Transcribe precisely those lines of the listing that fall between the line containing "Could you identify the person's leg" and the last line, inclusive of both.
··· RECORDS FOR THE EXERCISE
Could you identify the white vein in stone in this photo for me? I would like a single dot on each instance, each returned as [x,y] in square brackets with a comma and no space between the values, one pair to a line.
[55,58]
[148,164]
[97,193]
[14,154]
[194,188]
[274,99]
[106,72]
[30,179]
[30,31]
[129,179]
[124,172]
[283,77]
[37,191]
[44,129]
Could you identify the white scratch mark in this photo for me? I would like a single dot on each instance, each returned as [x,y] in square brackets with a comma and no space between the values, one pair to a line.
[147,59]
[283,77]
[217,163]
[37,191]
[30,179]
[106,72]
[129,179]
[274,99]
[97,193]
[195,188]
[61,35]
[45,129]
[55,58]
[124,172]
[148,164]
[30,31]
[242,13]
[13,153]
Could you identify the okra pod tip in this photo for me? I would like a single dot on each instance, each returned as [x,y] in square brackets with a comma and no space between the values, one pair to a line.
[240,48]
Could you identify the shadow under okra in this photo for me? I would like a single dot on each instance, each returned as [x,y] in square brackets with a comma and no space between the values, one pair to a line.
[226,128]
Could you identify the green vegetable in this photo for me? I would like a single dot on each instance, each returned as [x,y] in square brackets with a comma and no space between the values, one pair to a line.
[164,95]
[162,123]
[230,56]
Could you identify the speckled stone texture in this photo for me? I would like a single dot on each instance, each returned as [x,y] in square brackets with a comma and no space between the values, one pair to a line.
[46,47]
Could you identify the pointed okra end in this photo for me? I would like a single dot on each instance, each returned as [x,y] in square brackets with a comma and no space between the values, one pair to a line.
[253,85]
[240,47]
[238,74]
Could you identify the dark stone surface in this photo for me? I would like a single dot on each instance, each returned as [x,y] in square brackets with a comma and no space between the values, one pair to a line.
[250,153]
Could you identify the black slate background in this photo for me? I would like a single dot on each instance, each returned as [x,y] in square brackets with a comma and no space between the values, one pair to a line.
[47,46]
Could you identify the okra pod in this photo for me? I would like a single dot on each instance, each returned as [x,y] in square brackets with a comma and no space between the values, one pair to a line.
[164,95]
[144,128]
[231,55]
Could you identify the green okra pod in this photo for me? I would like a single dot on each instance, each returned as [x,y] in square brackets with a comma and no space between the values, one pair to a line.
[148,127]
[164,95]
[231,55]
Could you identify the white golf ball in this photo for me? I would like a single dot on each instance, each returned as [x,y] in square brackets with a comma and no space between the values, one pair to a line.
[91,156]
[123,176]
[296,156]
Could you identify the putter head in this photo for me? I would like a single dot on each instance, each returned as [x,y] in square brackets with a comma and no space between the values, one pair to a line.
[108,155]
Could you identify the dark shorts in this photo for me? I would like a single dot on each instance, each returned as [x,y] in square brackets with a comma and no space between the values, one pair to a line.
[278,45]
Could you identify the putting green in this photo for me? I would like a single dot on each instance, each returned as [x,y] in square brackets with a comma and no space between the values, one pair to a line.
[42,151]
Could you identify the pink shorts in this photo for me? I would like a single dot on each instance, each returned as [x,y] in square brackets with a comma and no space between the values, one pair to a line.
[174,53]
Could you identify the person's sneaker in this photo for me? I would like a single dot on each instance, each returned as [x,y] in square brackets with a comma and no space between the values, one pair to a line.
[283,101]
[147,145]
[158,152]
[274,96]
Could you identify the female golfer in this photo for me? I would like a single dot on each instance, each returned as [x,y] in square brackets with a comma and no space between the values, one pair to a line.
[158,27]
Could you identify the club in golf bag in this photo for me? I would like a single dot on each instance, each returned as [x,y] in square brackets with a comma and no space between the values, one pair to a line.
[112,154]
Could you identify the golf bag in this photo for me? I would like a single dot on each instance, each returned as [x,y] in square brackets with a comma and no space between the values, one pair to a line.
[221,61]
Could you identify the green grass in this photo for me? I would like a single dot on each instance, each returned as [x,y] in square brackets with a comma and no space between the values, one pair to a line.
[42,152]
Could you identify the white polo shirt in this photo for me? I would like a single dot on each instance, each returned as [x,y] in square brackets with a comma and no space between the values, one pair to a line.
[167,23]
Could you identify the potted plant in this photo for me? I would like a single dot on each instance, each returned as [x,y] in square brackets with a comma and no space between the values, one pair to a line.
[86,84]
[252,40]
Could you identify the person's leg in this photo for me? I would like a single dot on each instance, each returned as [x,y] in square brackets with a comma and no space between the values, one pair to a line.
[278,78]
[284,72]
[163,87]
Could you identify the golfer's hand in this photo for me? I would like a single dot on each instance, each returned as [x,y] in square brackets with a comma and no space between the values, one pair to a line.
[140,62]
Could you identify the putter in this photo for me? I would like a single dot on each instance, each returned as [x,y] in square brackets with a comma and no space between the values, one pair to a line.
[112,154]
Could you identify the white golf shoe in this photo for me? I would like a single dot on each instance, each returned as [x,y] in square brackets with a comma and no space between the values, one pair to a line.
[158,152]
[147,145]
······
**SOLUTION TO THE EXERCISE**
Could you identify the person's leg in this photo for me? I would like a single dot on each instance, each returned as [x,y] in square brackets with a comma and no space between the values, one pair to a line.
[278,78]
[284,72]
[163,87]
Could you identify the golfer's hand in this photo for me? I would like a single dot on each instance, each returned as [x,y] in square brackets with a comma and no space between the values, one pair to a line.
[140,62]
Could you identify the putter in this photo for me? I would like a single dot on each instance, each returned as [x,y] in square brackets with a comma and no space between the values, one pair to a line.
[112,154]
Could you identify the white golf shoe in this photo for me? I would like a single dot on each instance, each returned as [x,y] in square brackets with a comma and no space between the values, one pair to a line.
[158,152]
[147,145]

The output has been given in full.